Locals of the Marshall Islands call the Runit Dome nuclear-waste site ‘The Tomb’.
This nickname has a sad story behind it. After the USA stopped nuking the Islands, Pentagon left biological armament there. Workers buried radioactive waste to clean the dangerous remains left behind after the US military attack.
From 1977 to 1980, almost 4,000 US servicemen cleaned up the former nuclear testing site of Enewetak Atoll. But how did they do this complicated task?
Well, they scoop up infected dirt as well as other radioactive waste materials and it all went into the Runit Dome.
Just imagine that The Tomb holds enough radioactive waste to fill more than 30 Olympic-sized swimming pools. Furthermore, it contains irradiated soil carrying plutonium.
If you don’t know what plutonium is, I’m here to explain it to you. It’s an isotope so dangerous that it can provoke lung cancer if inhaled.

━━━━

→ Exercise objective
Please list every number that appears in the passage about the Runit Dome.

→ Data block
━━━━

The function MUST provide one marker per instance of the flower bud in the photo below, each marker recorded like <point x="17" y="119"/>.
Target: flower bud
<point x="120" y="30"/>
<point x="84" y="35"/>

━━━━

→ Exercise result
1977, 1980, 4,000, 30